### SET OF TASKS
1 > In the passage on choosing animal models, who is named as the author of "Selection of Animal Models"?
2 > In the passage on choosing animal models, retype everything from "In this unit, we" down to "and surgery, etc.)".
3 > The passage on choosing animal models has a sentence beginning "This is taken here to mean." Name every technique that sentence gives as part of biomethodology.
------ EXTRACT PROVIDED ------
In this unit, we look at the basics of choosing an animal model, including species-specific biological features and considerations for biomethodology (handling and restraint, sample collection, anesthesia and surgery, etc.)
“Selection of Animal Models,” by Michael S. Rand, DVM, is a useful starting point for understanding animal models. It’s part of a course on Research Animal Methods at the University of Arizona.
There are a variety of considerations for using animals in research, and the previous Units in this course have examined some of them. This Unit seeks to provide an introduction to some of the scientific and practical issues in choosing a particular animal to use in a particular research study, understanding that, for many beginning researchers, that decision has already been made by the laboratory director. Choosing an animal model is obviously, and primarily, a scientific matter, but there is also an ethical component. Indeed, proper experimental design in general is essential to avoid unnecessary (wasteful) use of animals. Designing an experiment requires scientific expertise, which translates into knowledge of the animal used, but also knowledge of the disease or system being studied and the methodology (laboratory techniques, but also statistics) employed. Recall also from Unit Two that regulations require, as part of protocol review, that the PI provide a justification for using animals, and for the specific species and numbers of animals to be used.
A related component, again with both scientific and ethical aspects, has been referred to as biomethodology. This is taken here to mean the various techniques involved with actual animal manipulations, such as handling, restraint, substance administration, specimen collection, anesthesia and surgery. Competency in these methods is key to obtaining meaningful data, but is also is a regulatory requirement and an important refinement, as discussed in Units Two and Three.
------ PROVIDED DATA ------
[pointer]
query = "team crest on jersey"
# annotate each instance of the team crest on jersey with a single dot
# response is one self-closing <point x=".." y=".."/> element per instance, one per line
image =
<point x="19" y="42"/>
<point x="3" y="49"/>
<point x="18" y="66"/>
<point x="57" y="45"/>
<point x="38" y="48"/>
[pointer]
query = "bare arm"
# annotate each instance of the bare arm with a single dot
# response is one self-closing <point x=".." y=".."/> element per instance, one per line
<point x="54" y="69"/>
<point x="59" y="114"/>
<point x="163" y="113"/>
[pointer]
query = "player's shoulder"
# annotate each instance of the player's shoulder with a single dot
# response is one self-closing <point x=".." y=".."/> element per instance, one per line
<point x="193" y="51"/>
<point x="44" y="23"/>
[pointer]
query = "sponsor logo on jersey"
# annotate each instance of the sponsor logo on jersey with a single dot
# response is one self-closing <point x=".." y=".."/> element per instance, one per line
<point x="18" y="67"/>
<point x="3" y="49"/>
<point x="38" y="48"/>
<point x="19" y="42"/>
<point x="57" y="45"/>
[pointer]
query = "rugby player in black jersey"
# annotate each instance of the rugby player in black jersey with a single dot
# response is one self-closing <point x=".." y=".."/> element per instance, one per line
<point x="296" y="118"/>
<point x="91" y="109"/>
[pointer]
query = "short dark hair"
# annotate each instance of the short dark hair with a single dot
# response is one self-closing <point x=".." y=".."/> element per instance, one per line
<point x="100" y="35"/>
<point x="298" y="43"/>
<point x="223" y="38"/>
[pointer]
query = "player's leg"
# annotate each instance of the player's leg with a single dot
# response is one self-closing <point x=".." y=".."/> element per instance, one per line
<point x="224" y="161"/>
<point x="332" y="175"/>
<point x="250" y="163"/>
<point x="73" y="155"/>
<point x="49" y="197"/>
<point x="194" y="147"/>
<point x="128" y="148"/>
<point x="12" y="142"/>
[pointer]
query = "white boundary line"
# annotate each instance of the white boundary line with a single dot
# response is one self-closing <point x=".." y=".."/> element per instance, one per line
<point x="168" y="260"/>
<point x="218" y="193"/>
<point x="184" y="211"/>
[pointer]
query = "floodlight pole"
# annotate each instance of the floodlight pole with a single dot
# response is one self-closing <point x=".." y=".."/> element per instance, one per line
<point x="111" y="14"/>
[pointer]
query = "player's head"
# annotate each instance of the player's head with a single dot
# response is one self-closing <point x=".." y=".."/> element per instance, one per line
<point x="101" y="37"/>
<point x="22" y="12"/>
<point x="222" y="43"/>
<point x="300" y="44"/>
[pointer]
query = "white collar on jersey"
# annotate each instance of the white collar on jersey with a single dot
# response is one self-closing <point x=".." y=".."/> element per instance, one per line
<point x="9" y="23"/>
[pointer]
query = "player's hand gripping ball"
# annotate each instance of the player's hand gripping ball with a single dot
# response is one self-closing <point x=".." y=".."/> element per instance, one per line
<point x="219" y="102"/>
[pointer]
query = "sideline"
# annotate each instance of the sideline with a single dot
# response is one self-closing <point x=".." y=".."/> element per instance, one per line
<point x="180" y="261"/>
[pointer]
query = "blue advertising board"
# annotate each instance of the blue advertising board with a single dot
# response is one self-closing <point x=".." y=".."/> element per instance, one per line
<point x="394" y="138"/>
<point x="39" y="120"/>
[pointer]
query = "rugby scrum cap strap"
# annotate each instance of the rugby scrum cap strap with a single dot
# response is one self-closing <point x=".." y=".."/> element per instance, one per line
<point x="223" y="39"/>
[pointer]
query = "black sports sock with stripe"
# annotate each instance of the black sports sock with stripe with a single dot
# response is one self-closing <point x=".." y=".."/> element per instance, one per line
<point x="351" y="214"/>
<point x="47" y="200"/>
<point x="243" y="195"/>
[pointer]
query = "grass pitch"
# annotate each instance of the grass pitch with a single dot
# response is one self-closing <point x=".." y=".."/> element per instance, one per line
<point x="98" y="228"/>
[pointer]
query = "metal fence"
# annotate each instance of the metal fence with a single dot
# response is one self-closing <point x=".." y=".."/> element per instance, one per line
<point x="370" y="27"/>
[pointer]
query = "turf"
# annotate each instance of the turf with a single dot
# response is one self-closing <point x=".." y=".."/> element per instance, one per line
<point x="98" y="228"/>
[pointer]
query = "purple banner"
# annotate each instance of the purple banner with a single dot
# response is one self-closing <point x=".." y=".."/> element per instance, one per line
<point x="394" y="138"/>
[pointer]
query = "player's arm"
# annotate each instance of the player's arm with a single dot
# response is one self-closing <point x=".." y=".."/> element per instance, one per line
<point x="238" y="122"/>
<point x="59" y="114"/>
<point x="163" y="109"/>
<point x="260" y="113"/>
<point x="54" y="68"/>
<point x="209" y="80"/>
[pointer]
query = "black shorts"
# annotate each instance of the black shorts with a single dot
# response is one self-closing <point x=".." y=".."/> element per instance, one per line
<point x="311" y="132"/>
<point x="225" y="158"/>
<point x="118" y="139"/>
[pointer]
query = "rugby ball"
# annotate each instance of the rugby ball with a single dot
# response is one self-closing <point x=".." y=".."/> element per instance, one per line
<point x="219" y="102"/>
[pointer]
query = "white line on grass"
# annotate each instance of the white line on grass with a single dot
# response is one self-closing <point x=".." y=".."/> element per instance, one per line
------
### YOUR RESPONSES
1 > Michael S. Rand, DVM

2 >
In this unit, we look at the basics of choosing an animal model, including species-specific biological features and considerations for biomethodology (handling and restraint, sample collection, anesthesia and surgery, etc.)

3 > handling, restraint, substance administration, specimen collection, anesthesia, surgery